[Items from a data source]
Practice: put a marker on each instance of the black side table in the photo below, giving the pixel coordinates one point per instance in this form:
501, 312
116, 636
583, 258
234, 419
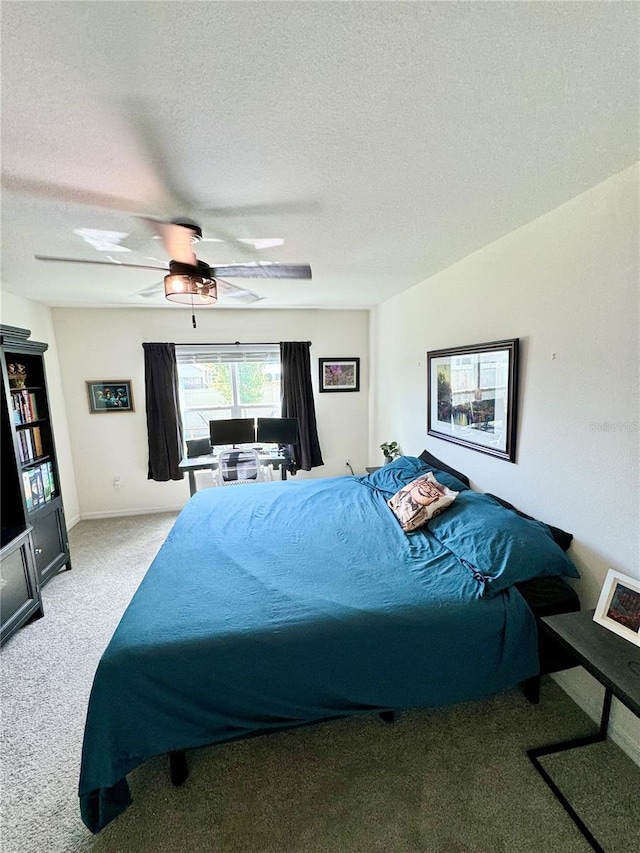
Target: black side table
615, 662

__Exercise aim__
Output the data exactly as it is, with the pictures dropped.

__Answer to the exercise__
Practice: put a marker on each instance of the black side table in the photo below, giving the pixel coordinates one point per instance in this form:
501, 312
116, 636
583, 258
234, 419
Target: black side table
615, 662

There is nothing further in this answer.